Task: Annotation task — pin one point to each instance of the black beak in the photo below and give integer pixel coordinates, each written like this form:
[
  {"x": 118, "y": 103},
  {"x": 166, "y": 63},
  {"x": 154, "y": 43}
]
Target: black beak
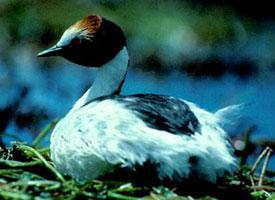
[{"x": 53, "y": 51}]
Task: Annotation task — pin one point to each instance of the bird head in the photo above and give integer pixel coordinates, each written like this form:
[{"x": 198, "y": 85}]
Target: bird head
[{"x": 91, "y": 42}]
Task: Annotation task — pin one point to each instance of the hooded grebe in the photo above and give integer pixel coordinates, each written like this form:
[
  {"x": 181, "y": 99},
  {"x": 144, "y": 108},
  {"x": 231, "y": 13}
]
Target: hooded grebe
[{"x": 104, "y": 131}]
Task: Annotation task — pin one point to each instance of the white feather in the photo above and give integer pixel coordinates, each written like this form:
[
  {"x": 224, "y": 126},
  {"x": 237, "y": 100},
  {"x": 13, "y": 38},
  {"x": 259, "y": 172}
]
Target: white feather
[{"x": 102, "y": 136}]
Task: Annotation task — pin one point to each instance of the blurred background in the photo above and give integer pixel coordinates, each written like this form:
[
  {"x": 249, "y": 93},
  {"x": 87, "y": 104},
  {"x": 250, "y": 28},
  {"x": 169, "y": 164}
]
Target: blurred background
[{"x": 213, "y": 53}]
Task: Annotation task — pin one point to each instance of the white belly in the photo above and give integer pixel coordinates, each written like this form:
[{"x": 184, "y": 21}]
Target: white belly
[{"x": 100, "y": 137}]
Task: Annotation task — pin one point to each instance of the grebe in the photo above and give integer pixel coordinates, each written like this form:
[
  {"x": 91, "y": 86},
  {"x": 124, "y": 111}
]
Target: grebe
[{"x": 105, "y": 131}]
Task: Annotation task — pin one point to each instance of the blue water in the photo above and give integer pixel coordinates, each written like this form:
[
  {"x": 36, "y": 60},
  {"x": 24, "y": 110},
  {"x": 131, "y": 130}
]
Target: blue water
[{"x": 55, "y": 89}]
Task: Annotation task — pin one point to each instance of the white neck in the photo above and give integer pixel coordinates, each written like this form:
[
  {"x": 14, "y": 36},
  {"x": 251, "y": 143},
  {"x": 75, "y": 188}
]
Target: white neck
[{"x": 108, "y": 80}]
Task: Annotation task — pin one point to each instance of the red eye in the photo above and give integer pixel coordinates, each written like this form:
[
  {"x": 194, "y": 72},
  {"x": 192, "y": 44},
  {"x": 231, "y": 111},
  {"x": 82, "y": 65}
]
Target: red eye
[{"x": 76, "y": 41}]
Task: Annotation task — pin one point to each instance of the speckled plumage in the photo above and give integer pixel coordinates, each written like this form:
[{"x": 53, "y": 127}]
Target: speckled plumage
[
  {"x": 104, "y": 135},
  {"x": 104, "y": 132}
]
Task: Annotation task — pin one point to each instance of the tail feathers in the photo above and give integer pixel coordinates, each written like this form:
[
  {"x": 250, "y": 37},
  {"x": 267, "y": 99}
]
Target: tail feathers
[{"x": 231, "y": 117}]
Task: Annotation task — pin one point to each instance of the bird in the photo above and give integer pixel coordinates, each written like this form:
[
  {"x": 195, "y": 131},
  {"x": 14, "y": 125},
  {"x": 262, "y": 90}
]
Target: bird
[{"x": 105, "y": 131}]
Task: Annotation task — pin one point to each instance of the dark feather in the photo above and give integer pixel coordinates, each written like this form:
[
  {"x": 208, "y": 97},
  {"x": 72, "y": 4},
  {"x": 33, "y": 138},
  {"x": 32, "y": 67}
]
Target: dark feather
[{"x": 160, "y": 112}]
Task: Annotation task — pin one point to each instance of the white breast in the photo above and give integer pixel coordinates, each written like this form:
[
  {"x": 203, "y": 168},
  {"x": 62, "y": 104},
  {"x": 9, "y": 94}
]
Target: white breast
[{"x": 104, "y": 135}]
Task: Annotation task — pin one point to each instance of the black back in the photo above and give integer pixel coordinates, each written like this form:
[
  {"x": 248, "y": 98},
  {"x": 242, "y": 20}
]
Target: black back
[{"x": 160, "y": 112}]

WHAT THIS TASK INVOLVES
Everything above except the pictures needs to be reproduced exactly.

EXERCISE RESULT
Task: Annotation task — pin one point to each instance of the black beak in the photo below and give integer pixel coordinates, each written like this form:
[
  {"x": 118, "y": 103},
  {"x": 166, "y": 63},
  {"x": 154, "y": 43}
]
Target: black beak
[{"x": 53, "y": 51}]
Task: Annotation task — pin one point to each instance of the bird head in the photo above and give integer pixel coordinates, each written like this form:
[{"x": 198, "y": 85}]
Target: bird head
[{"x": 91, "y": 42}]
Task: Annotation task — pin one point to each instance of the hooded grebe in the photo above and give integer pixel coordinates, each written like this form:
[
  {"x": 181, "y": 99},
  {"x": 144, "y": 108},
  {"x": 231, "y": 13}
]
Target: hooded grebe
[{"x": 104, "y": 131}]
Task: Annotation task — pin one point to each instance of the white feather in the photo above and give integer pixel coordinates, each written like this form:
[
  {"x": 224, "y": 126},
  {"x": 237, "y": 100},
  {"x": 13, "y": 38},
  {"x": 259, "y": 172}
]
Target: white feather
[{"x": 102, "y": 136}]
Task: Annotation task — pin one point to each instance of the blurred background in the photo above and give integer pixel coordinates, each written like this form:
[
  {"x": 249, "y": 93},
  {"x": 87, "y": 104},
  {"x": 250, "y": 28},
  {"x": 169, "y": 164}
]
Target: blurred background
[{"x": 213, "y": 53}]
Task: Annotation task — pin one point to each instance of the white belly in the photo above and give integer pixel coordinates, each written like this form:
[{"x": 184, "y": 21}]
Target: white belly
[{"x": 100, "y": 137}]
Task: Annotation task — pin one point to each instance of the grebe in the photo above and give integer pixel coordinates, each written like this form:
[
  {"x": 91, "y": 86},
  {"x": 124, "y": 111}
]
Target: grebe
[{"x": 105, "y": 131}]
Task: Annotation task — pin one point to each instance of the blue water in the photo above and give integer pixel coordinates, each written like this form:
[
  {"x": 36, "y": 60},
  {"x": 24, "y": 110},
  {"x": 131, "y": 130}
]
Target: blue water
[{"x": 55, "y": 89}]
Task: Annotation task — pin one point to each instance of the white neck in the photo above and give integer pixel coordinates, each written like this form:
[
  {"x": 14, "y": 36},
  {"x": 251, "y": 143},
  {"x": 75, "y": 188}
]
Target: white neck
[{"x": 108, "y": 80}]
Task: Annotation task — pin one point to each instance of the red eye in the photo above and give integer pixel coordinates, each written like this form:
[
  {"x": 194, "y": 72},
  {"x": 192, "y": 44},
  {"x": 231, "y": 111},
  {"x": 82, "y": 65}
]
Target: red eye
[{"x": 76, "y": 41}]
Task: Annotation task — pin one point to each instance of the speckled plumage in the photo above and give integer pixel coordinates, each written like this form:
[{"x": 53, "y": 127}]
Target: speckled plumage
[
  {"x": 104, "y": 135},
  {"x": 104, "y": 132}
]
Task: Annotation task — pin one point to each instance of the tail feathers in the photo above and give integer pixel coordinates, each written like this form:
[
  {"x": 250, "y": 37},
  {"x": 267, "y": 99}
]
Target: tail feathers
[{"x": 231, "y": 117}]
Task: Annotation task — pin one point to each instance of the bird in the photo above and give integer pixel coordinates, each written like this form:
[
  {"x": 195, "y": 131},
  {"x": 14, "y": 125},
  {"x": 262, "y": 90}
]
Target: bird
[{"x": 105, "y": 131}]
Task: Annotation task — pin one point to each instance of the dark feather in the photo above and give integer pixel coordinates, each written like this form:
[
  {"x": 208, "y": 97},
  {"x": 72, "y": 4},
  {"x": 33, "y": 138},
  {"x": 32, "y": 67}
]
Target: dark feather
[{"x": 160, "y": 112}]
Task: Annotation task — pin one point to each instance of the white breast in the photo above and give integer pixel coordinates, each written like this form:
[
  {"x": 203, "y": 168},
  {"x": 62, "y": 104},
  {"x": 9, "y": 94}
]
Target: white breast
[{"x": 104, "y": 135}]
Task: Annotation task — pin one point to each instance of the black back in the photo above and give integer pixel coordinates, each written like this form:
[
  {"x": 248, "y": 98},
  {"x": 242, "y": 20}
]
Target: black back
[{"x": 160, "y": 112}]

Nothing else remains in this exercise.